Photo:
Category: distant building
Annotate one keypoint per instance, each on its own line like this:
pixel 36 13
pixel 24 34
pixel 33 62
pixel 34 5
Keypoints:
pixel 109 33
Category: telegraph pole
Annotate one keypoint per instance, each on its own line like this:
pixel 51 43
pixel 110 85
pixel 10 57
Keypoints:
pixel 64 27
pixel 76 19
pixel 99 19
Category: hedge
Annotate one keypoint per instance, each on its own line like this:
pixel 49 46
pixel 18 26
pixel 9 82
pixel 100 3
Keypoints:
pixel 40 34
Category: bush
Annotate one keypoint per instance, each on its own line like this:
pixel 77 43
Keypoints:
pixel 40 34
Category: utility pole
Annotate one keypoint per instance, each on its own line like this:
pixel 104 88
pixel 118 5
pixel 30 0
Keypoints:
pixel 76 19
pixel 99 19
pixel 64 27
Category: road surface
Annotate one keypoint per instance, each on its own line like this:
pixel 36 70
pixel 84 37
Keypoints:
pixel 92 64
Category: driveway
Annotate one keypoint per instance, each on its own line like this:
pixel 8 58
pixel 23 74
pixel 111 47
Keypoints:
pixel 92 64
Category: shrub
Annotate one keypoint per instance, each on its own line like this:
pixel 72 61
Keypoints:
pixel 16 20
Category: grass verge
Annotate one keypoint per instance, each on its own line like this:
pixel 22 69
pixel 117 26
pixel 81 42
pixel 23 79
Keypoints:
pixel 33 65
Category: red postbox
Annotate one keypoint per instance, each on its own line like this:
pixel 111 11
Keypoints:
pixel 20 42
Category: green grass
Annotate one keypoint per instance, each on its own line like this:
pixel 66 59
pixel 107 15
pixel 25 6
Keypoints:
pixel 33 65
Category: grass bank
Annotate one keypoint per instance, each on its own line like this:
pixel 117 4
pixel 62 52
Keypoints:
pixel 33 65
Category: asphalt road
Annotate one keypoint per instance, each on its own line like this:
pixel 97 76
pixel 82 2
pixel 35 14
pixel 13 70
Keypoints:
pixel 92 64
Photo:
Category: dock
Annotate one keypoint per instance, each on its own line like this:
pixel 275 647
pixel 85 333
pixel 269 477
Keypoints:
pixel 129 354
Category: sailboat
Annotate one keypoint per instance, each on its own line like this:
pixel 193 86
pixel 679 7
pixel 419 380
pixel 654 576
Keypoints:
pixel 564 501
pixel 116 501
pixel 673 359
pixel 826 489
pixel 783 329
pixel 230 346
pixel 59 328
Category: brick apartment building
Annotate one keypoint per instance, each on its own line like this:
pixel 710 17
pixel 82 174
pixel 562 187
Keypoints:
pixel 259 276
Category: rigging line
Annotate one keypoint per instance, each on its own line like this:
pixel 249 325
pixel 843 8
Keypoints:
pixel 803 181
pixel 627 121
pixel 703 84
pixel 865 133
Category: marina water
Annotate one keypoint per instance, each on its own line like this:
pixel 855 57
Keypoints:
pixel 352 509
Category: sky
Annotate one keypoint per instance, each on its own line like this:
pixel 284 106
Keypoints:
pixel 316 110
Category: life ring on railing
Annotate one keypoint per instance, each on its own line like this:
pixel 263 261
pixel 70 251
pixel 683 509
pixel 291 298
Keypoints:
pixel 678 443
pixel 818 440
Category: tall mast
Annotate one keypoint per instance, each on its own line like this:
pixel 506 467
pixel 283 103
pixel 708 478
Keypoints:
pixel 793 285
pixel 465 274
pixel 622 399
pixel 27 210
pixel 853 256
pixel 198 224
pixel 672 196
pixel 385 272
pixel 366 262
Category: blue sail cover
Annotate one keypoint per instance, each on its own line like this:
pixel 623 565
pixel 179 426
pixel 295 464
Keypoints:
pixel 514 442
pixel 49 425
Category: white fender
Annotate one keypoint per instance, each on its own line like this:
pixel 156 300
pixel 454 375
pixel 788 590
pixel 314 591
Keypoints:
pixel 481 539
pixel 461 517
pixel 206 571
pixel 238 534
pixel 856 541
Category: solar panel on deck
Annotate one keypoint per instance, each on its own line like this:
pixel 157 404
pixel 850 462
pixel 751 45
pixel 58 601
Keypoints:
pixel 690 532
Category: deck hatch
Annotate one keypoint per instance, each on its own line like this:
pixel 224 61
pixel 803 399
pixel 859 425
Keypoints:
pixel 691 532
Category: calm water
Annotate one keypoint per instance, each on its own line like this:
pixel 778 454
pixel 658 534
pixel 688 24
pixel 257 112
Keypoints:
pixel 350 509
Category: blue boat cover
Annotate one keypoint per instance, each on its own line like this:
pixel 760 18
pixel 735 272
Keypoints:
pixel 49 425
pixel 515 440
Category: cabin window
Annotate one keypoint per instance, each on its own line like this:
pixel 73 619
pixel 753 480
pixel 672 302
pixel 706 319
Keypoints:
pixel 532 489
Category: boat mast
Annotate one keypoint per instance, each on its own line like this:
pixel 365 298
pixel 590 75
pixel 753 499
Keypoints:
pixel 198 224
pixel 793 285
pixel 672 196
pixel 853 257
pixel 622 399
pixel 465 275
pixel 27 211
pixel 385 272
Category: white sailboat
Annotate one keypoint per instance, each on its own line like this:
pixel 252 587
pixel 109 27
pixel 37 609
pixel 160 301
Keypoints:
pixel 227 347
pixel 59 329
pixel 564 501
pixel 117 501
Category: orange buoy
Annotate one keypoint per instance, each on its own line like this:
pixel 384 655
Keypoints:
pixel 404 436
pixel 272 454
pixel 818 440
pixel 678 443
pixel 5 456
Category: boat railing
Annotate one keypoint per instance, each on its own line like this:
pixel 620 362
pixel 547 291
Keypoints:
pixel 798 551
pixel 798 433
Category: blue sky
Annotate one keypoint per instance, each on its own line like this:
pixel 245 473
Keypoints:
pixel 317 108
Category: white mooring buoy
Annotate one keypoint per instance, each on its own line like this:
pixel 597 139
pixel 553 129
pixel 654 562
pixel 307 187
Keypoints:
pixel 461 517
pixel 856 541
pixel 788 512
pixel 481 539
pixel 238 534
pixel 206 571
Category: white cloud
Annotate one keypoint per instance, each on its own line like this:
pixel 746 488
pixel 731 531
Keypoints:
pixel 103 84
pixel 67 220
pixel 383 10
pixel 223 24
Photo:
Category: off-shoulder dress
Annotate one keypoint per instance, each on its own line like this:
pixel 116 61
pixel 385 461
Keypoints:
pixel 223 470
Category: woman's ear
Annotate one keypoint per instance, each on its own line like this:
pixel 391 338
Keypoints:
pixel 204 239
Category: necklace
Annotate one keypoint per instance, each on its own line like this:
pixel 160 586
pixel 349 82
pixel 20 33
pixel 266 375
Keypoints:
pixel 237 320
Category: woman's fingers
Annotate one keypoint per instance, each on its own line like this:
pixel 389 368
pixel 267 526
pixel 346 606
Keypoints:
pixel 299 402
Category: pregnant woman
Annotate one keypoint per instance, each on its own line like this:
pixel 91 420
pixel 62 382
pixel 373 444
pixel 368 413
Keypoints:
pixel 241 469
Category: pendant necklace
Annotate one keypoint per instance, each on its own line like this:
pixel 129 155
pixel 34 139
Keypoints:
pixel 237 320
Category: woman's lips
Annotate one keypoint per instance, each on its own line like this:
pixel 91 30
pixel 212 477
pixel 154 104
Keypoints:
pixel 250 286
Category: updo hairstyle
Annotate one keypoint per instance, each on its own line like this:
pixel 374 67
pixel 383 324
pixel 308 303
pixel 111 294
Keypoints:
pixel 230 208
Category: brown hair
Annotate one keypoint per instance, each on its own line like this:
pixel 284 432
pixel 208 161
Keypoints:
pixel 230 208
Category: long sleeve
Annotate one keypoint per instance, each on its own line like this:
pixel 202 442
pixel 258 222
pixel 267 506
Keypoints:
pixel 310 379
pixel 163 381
━━━━━━━━━━━━━━━━━━━━
Reproduce the data, keeping every line exactly the same.

**COMPLETED TASK:**
Photo:
Category: distant building
Annotate one keypoint per instance, each on its own line like this:
pixel 36 13
pixel 24 34
pixel 33 62
pixel 34 5
Keypoints:
pixel 109 33
Category: telegraph pole
Annotate one keypoint per instance, each on its own line like this:
pixel 51 43
pixel 110 85
pixel 10 57
Keypoints:
pixel 64 27
pixel 76 19
pixel 99 19
Category: hedge
Annotate one keypoint per instance, each on its own line like this:
pixel 49 46
pixel 18 26
pixel 9 82
pixel 100 3
Keypoints:
pixel 40 34
Category: bush
Annotate one keypoint per instance, each on its own line like this:
pixel 77 43
Keypoints:
pixel 40 34
Category: utility pole
Annotate one keypoint per instance, each on its own line like this:
pixel 104 88
pixel 118 5
pixel 30 0
Keypoints:
pixel 76 19
pixel 99 19
pixel 64 27
Category: road surface
Annotate one keypoint per instance, each on its own line like this:
pixel 36 70
pixel 84 37
Keypoints:
pixel 92 64
Category: driveway
Annotate one keypoint per instance, each on its own line like this:
pixel 8 58
pixel 23 74
pixel 111 47
Keypoints:
pixel 92 64
Category: shrub
Annotate one keypoint per instance, each on its own line like this:
pixel 72 61
Keypoints:
pixel 16 20
Category: grass verge
Annotate one keypoint per instance, each on its own line like this:
pixel 22 69
pixel 117 26
pixel 81 42
pixel 23 79
Keypoints:
pixel 33 65
Category: red postbox
Annotate one keypoint per instance, each on its own line like this:
pixel 111 11
Keypoints:
pixel 20 42
Category: green grass
Annotate one keypoint per instance, each on its own line like this:
pixel 66 59
pixel 107 15
pixel 25 6
Keypoints:
pixel 33 65
Category: grass bank
Annotate one keypoint per instance, each on its own line like this:
pixel 117 4
pixel 62 52
Keypoints:
pixel 33 65
Category: asphalt road
Annotate one keypoint per instance, each on its own line like this:
pixel 97 76
pixel 82 2
pixel 35 14
pixel 13 70
Keypoints:
pixel 92 64
Photo:
Category: dock
Annotate one keypoint per instance, each on its own line like this:
pixel 275 647
pixel 85 333
pixel 269 477
Keypoints:
pixel 129 354
Category: sailboat
Annotate one keypoint per instance, each on its own line like this:
pixel 193 86
pixel 679 7
pixel 419 380
pixel 654 576
Keypoints:
pixel 564 501
pixel 116 501
pixel 673 359
pixel 826 489
pixel 783 329
pixel 230 346
pixel 59 328
Category: brick apartment building
Annotate one keypoint per instance, each on its own line like this:
pixel 710 17
pixel 82 174
pixel 562 187
Keypoints:
pixel 259 276
Category: rigging line
Annotate one keypoint per instance, each on its own line like this:
pixel 249 325
pixel 843 8
Keypoints:
pixel 803 181
pixel 627 121
pixel 703 84
pixel 865 133
Category: marina water
Annotate one keypoint per instance, each on its own line like this:
pixel 855 57
Keypoints:
pixel 352 509
Category: sky
Annotate one keypoint per instance, each on its own line like this:
pixel 284 106
Keypoints:
pixel 316 110
Category: life ring on railing
Annotate one keypoint per instance, each on its own line like this:
pixel 263 261
pixel 70 251
pixel 683 509
pixel 291 298
Keypoints:
pixel 678 443
pixel 818 440
Category: tall mast
Annotate one keypoint per instance, each on its own line like this:
pixel 506 467
pixel 283 103
pixel 708 478
Keypoints:
pixel 793 285
pixel 465 274
pixel 622 399
pixel 27 210
pixel 853 256
pixel 198 224
pixel 672 196
pixel 385 272
pixel 366 262
Category: blue sail cover
Annotate one keypoint per instance, each on its own line like this:
pixel 623 565
pixel 179 426
pixel 295 464
Keypoints:
pixel 514 442
pixel 49 425
Category: white fender
Annotate one keypoint per instance, each on its own line like this:
pixel 156 300
pixel 454 375
pixel 788 590
pixel 314 591
Keypoints:
pixel 481 539
pixel 461 517
pixel 206 571
pixel 238 534
pixel 856 541
Category: solar panel on deck
Annotate one keypoint per instance, each on its own line like this:
pixel 157 404
pixel 850 462
pixel 751 45
pixel 58 601
Keypoints:
pixel 690 532
Category: deck hatch
Annotate one keypoint per instance, each on its own line like this:
pixel 224 61
pixel 803 399
pixel 859 425
Keypoints:
pixel 691 532
Category: calm water
Annotate one keypoint per instance, each on its own line like this:
pixel 778 454
pixel 658 534
pixel 688 24
pixel 257 112
Keypoints:
pixel 350 509
Category: blue boat cover
Annotate one keypoint per instance, each on its own line like this:
pixel 760 18
pixel 735 272
Keypoints:
pixel 49 425
pixel 515 440
Category: cabin window
Annotate one keypoint per instance, each on its own line like this:
pixel 73 619
pixel 753 480
pixel 672 302
pixel 706 319
Keypoints:
pixel 532 489
Category: boat mast
Annotate one keypoint per instance, each on its own line like this:
pixel 365 298
pixel 590 75
pixel 753 499
Keypoints:
pixel 198 224
pixel 793 285
pixel 672 196
pixel 853 257
pixel 622 399
pixel 465 275
pixel 27 211
pixel 385 272
Category: white sailboat
Annotate one keypoint per instance, each on its own line like this:
pixel 252 587
pixel 109 27
pixel 37 609
pixel 160 301
Keypoints:
pixel 227 347
pixel 59 329
pixel 564 501
pixel 117 501
Category: orange buoy
Annotate one keypoint per instance, each on its own line like this:
pixel 384 655
Keypoints:
pixel 404 436
pixel 272 454
pixel 818 440
pixel 678 443
pixel 5 456
Category: boat railing
Annotate one keypoint per instance, each on its own line like this:
pixel 620 362
pixel 547 291
Keypoints:
pixel 798 551
pixel 798 433
Category: blue sky
Annotate one keypoint per instance, each on its own line like this:
pixel 245 473
Keypoints:
pixel 317 108
Category: white mooring buoy
Annotate one keypoint per instance, each on its own line like this:
pixel 597 139
pixel 553 129
pixel 654 562
pixel 307 187
Keypoints:
pixel 461 517
pixel 856 541
pixel 788 512
pixel 481 539
pixel 238 534
pixel 206 571
Category: white cloud
Annotate one keypoint per instance, each on its own line like this:
pixel 746 488
pixel 731 531
Keypoints:
pixel 103 84
pixel 67 220
pixel 383 10
pixel 223 24
Photo:
Category: off-shoulder dress
Annotate one keypoint per instance, each on its own line like this:
pixel 116 61
pixel 385 461
Keypoints:
pixel 223 470
Category: woman's ear
Annotate one keypoint per instance, each on its own line like this:
pixel 391 338
Keypoints:
pixel 204 239
Category: necklace
Annotate one keypoint per instance, each on its own line like this:
pixel 160 586
pixel 349 82
pixel 20 33
pixel 266 375
Keypoints:
pixel 237 320
Category: woman's fingers
Annotate one keypoint per instance, each on its own line like this:
pixel 389 368
pixel 267 526
pixel 346 606
Keypoints:
pixel 299 402
Category: pregnant woman
Annotate one keypoint per instance, each on its own line like this:
pixel 91 420
pixel 62 382
pixel 373 444
pixel 368 413
Keypoints:
pixel 241 469
Category: pendant necklace
Annotate one keypoint per instance, each on its own line like this:
pixel 129 155
pixel 34 139
Keypoints:
pixel 237 320
Category: woman's lips
Annotate one keypoint per instance, each on its own line like this:
pixel 91 30
pixel 212 477
pixel 154 104
Keypoints:
pixel 250 286
Category: updo hairstyle
Annotate one keypoint per instance, each on its own line like this:
pixel 374 67
pixel 383 324
pixel 308 303
pixel 111 294
Keypoints:
pixel 230 208
Category: brown hair
Annotate one keypoint per instance, each on its own line like this:
pixel 284 432
pixel 208 161
Keypoints:
pixel 230 208
Category: long sleeve
Annotate one keypoint per instance, each on its own line like this:
pixel 202 442
pixel 258 222
pixel 267 506
Keypoints:
pixel 310 379
pixel 163 381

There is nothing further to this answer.